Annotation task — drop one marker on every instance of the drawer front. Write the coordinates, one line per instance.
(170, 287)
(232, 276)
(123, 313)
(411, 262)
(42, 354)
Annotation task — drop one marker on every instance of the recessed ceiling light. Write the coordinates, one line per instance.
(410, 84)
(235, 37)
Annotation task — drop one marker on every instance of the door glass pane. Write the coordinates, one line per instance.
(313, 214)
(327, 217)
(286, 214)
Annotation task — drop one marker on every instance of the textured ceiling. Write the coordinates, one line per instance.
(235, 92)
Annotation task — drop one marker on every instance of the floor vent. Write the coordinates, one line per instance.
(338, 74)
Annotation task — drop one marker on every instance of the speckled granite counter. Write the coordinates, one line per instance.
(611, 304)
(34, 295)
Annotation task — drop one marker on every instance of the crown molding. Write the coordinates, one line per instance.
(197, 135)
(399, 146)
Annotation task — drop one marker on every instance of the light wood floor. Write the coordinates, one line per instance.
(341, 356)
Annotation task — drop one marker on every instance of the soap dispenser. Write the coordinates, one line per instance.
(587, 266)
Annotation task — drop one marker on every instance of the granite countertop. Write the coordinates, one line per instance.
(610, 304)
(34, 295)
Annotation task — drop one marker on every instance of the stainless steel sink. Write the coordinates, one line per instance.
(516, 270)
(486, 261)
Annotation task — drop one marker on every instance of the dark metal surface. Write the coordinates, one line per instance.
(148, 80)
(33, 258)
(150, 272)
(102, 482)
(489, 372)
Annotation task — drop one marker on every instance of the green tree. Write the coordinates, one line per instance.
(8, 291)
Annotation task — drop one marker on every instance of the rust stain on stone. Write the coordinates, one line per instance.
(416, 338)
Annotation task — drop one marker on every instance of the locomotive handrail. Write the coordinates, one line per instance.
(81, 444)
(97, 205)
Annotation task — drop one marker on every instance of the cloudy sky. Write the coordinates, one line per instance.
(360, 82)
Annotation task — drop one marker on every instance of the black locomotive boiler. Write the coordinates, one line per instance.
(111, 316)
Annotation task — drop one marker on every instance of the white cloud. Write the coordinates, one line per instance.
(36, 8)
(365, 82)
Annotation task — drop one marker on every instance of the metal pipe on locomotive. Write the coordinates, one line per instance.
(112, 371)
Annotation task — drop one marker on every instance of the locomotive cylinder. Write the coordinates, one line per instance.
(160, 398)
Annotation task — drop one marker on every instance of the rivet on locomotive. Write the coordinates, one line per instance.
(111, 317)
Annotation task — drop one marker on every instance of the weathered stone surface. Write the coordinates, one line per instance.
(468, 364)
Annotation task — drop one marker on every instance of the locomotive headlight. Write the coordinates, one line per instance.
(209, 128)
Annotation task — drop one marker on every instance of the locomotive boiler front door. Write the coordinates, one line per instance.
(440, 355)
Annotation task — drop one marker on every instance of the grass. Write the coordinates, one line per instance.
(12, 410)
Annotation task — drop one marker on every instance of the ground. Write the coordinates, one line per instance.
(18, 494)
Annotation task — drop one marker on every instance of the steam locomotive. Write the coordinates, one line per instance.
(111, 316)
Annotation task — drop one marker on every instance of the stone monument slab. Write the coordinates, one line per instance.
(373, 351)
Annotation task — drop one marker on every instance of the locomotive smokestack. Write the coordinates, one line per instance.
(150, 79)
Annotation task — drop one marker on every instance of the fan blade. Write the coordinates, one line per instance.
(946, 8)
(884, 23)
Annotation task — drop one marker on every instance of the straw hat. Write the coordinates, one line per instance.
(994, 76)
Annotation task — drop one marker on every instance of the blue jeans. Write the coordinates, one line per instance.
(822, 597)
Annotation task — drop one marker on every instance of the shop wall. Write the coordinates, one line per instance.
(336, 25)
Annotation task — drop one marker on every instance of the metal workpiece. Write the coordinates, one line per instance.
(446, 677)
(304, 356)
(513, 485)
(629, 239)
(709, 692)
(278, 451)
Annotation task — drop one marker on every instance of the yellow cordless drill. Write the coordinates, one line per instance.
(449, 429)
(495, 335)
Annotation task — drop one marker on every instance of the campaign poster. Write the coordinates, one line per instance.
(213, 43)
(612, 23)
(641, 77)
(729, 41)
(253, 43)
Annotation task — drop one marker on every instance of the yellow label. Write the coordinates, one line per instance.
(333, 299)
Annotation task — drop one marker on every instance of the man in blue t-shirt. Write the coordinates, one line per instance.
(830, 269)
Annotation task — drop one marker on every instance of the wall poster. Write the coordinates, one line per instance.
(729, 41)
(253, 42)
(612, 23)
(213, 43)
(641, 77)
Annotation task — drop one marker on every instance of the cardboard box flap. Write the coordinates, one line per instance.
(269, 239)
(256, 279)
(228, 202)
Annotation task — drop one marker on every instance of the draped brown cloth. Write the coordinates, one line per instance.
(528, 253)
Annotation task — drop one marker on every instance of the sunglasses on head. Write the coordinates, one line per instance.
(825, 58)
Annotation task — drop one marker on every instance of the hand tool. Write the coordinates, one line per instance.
---
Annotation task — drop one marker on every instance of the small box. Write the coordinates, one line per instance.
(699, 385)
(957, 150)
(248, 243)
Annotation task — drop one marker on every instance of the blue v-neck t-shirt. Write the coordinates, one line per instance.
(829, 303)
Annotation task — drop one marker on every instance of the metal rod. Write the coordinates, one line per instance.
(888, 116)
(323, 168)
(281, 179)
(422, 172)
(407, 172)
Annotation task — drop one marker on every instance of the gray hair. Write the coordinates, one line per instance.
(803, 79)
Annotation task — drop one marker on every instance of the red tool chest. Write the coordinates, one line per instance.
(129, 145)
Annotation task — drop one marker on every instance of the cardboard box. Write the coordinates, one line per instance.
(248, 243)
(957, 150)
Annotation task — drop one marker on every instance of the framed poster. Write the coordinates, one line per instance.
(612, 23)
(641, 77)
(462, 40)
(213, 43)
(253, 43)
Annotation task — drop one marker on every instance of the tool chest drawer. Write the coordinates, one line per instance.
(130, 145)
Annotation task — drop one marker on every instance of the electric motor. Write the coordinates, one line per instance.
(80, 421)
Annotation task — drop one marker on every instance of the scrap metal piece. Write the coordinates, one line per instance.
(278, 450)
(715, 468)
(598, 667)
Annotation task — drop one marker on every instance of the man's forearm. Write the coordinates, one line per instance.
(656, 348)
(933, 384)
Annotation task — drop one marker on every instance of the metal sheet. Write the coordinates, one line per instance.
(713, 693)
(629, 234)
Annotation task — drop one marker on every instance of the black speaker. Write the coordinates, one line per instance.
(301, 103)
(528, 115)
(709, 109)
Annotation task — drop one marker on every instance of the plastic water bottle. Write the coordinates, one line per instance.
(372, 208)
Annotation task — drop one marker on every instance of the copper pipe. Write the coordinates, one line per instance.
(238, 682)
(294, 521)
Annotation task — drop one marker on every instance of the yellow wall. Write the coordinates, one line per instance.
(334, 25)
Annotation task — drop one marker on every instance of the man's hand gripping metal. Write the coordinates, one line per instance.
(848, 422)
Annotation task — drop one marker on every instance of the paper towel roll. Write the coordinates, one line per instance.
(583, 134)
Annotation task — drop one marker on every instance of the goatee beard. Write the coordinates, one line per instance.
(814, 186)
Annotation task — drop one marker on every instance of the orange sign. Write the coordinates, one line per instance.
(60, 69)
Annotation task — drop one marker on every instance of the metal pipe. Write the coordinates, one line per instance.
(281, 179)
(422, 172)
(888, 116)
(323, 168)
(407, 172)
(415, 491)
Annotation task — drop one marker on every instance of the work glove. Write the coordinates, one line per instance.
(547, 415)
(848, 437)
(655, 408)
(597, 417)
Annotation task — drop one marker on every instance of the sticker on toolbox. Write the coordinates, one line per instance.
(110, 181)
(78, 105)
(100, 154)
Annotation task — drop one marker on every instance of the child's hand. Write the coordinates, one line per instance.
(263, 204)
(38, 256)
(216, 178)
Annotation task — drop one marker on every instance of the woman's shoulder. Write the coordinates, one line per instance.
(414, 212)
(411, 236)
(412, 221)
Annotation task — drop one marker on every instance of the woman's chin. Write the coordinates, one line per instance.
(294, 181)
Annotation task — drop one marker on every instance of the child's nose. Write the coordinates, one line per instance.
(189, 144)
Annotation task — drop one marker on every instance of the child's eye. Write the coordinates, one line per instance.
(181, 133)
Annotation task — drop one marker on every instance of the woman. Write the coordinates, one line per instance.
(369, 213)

**Exercise directions:** In your answer, include only the lines above starting at the line that holds "man in blue" and ending at the line that holds "tool. Write the coordinates, one line per instance.", copied exactly.

**Answer box:**
Annotation task — drop one marker on every instance of the man in blue t-shirt. Write the coordinates, one line per instance.
(830, 269)
Annotation task — drop one marker on every instance of the wall poster. Write the coordinates, one line per instance.
(729, 41)
(253, 42)
(612, 23)
(213, 43)
(641, 77)
Annotation task — drop one marker on every instance of the cardboard box flap. Write the coordinates, one line per instance.
(269, 239)
(256, 279)
(228, 202)
Annotation task — drop one marker on every instance of the draped brown cloth. Write the coordinates, one line per instance.
(528, 253)
Annotation task — drop one marker on every instance of the sunglasses on head. Write the coordinates, one line per instance.
(825, 58)
Annotation task — drop one marker on every instance of the hand tool. Write the coordinates, one line per instance.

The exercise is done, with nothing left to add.